[Фрагмент текста]
Примеры позволят лучше понять, о чем идет речь. Так, данная мне в опыте отдельная вещь всегда представляет собой нечто большее, чем то, что я в ней актуально воспринимаю. Она всегда есть некоторое многообразие, которое я вижу, ощущаю тактильно, у ней могут быть различные качества, цвета, запахи, по-разному проявляющиеся в различных модификациях опыта. Если даже ограничиться только видением вещи, то мы всегда, говоря о ней, имеем в виду всю полноту ее возможных ракурсов и перспектив, хотя актуально нам каждый раз дан только некоторый специальный ракурс, специальный модус восприятия, как в вышеприведенном примере с кубиком. Тем самым каждая вещь представляет собой на самом деле некоторый синтез представлений, и когда она актуально дана мне и я говорю «эта вещь», то хотя я и имею о ней сейчас некоторое конкретное представление, но мню я под «этой вещью» всегда нечто большее. Более того, Гуссерль справедливо подчеркивает, что в понятие вещи синтетически входит не только многообразие прошлых представлений, но предвосхищение будущих, связанных как с общими свойствами пространства, геометрической формы и качеств, так и с конкретными особенностями данной вещи. Тем самым каждая вещь выступает для нас всегда с некоторым мнимым в ней горизонтом восприятия.

Говоря о движении, о перемещении в пространстве, мы должны выделить сам феномен движения. Со времен Галилея мы знаем, что движения бывают абсолютные и относительные, что тело, движущееся относительно одной системы отсчета, может находиться в покое относительно другой. Что же сами феномены движения и покоя, какова их изначальная значимость? Гуссерль обращает наше внимание на то, что начиная «интенциональный» анализ некоторой вещи, мы невольно считаем ее покоящейся, хотя мы знаем, что, вообще говоря, все вещи так или иначе находятся в движении. Есть ли это случайный момент анализа или же он коренится в самой феноменологической структуре представления о вещи?[24] Решение этого вопроса требует вскрытия априорных структур нашего мышления.

[Исходные записи]

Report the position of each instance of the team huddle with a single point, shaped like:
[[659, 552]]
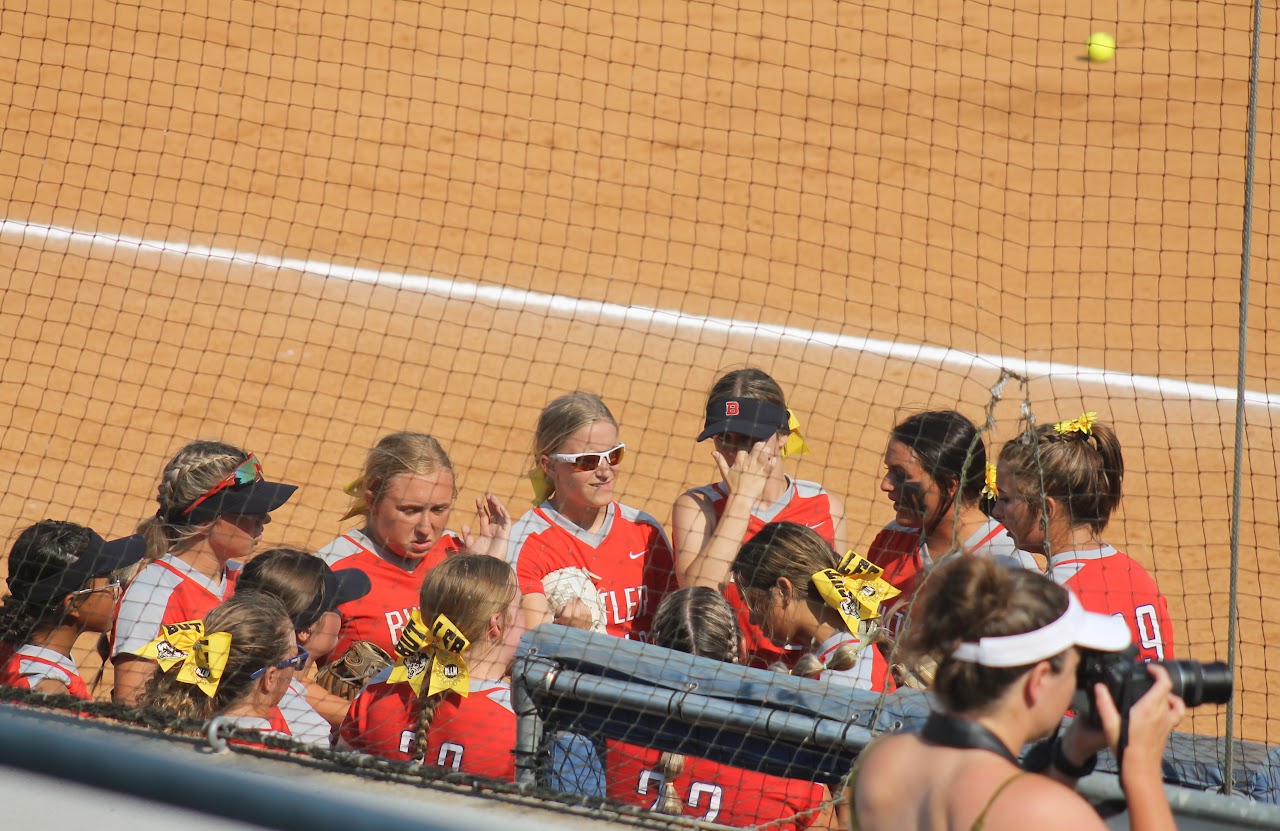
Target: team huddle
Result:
[[397, 638]]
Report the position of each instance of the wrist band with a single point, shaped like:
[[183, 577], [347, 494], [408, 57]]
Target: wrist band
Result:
[[1064, 765]]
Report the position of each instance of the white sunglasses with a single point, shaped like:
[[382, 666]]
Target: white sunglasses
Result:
[[590, 461]]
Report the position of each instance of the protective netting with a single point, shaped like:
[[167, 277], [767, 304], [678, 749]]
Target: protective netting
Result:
[[298, 229]]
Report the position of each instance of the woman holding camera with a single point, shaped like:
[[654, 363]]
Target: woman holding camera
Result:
[[1008, 644]]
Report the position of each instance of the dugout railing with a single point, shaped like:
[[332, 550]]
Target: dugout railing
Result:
[[593, 688]]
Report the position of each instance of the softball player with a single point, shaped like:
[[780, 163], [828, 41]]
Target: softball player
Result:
[[406, 497], [581, 557], [700, 621], [778, 572], [214, 503], [466, 633], [311, 593], [1068, 476], [62, 584], [938, 482], [237, 662], [753, 430]]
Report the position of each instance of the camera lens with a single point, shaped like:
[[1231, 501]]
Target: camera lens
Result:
[[1200, 683]]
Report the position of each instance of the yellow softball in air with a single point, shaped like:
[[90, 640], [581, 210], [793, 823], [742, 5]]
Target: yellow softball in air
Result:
[[1102, 48]]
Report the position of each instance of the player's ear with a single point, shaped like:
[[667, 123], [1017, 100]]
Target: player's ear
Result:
[[1034, 683]]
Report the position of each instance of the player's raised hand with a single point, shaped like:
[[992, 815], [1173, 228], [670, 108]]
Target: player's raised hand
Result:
[[749, 471], [493, 528]]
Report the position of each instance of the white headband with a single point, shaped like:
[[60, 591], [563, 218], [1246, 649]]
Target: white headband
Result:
[[1074, 628]]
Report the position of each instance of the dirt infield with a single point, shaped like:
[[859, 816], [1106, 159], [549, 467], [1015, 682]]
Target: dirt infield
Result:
[[869, 177]]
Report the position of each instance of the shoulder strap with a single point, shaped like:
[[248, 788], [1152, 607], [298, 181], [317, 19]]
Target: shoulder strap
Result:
[[982, 817]]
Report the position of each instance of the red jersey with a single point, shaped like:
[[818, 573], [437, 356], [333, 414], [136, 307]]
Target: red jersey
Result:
[[380, 615], [1111, 583], [621, 572], [804, 503], [167, 590], [30, 665], [474, 734], [905, 558], [712, 791]]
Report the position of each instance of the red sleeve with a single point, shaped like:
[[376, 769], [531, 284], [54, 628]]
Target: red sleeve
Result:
[[531, 565]]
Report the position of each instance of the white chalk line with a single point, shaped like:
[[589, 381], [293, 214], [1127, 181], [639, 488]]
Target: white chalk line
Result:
[[647, 318]]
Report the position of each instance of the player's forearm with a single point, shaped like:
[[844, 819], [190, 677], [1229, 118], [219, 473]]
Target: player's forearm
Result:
[[712, 565]]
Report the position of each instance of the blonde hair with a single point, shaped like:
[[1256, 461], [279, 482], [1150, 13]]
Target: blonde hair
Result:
[[561, 419], [469, 589], [698, 621], [795, 552], [396, 455], [261, 637], [291, 575], [1080, 470], [193, 470]]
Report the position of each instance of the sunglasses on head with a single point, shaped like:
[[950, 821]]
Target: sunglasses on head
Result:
[[113, 584], [248, 471], [296, 662], [592, 461]]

[Обязательные задания]
[a] Ответьте по фрагменту текста на три вопроса:
(i) Что, кроме многообразия прошлых представлений, по Гуссерлю, синтетически входит в понятие вещи?
(ii) Со времен кого мы знаем, что движения бывают абсолютные и относительные?
(iii) Какой мы невольно считаем вещь, когда начинаем ее «интенциональный» анализ?
[b] Перепишите слово в слово записи, начиная с самой первой их строки и до строки с «[[1034, 683]]» включительно. Картинки в ответ не включайте.
Фрагмент текста и записи никак не связаны друг с другом.

[Ответы к заданиям]
[a]
(i) Предвосхищение будущих представлений.
(ii) Со времен Галилея.
(iii) Покоящейся.

[b]
Report the position of each instance of the team huddle with a single point, shaped like:
[[659, 552]]
Target: team huddle
Result:
[[397, 638]]
Report the position of each instance of the wrist band with a single point, shaped like:
[[183, 577], [347, 494], [408, 57]]
Target: wrist band
Result:
[[1064, 765]]
Report the position of each instance of the white sunglasses with a single point, shaped like:
[[382, 666]]
Target: white sunglasses
Result:
[[590, 461]]
Report the position of each instance of the protective netting with a single point, shaped like:
[[167, 277], [767, 304], [678, 749]]
Target: protective netting
Result:
[[298, 229]]
Report the position of each instance of the woman holding camera with a single point, shaped like:
[[654, 363]]
Target: woman holding camera
Result:
[[1008, 644]]
Report the position of each instance of the dugout railing with a single point, shaped like:
[[332, 550]]
Target: dugout railing
Result:
[[593, 688]]
Report the position of each instance of the softball player with a single point, shaped like:
[[780, 163], [828, 41]]
Target: softball player
Result:
[[406, 497], [581, 557], [700, 621], [778, 572], [214, 503], [466, 633], [311, 593], [1068, 476], [62, 584], [938, 482], [237, 662], [753, 430]]
Report the position of each instance of the camera lens with a single point, shaped like:
[[1231, 501]]
Target: camera lens
Result:
[[1200, 683]]
Report the position of each instance of the yellow softball in air with a single point, shaped like:
[[90, 640], [581, 210], [793, 823], [742, 5]]
Target: yellow softball in air
Result:
[[1102, 48]]
Report the position of each instance of the player's ear with a single point, shaped like:
[[667, 123], [1017, 100]]
Target: player's ear
Result:
[[1034, 683]]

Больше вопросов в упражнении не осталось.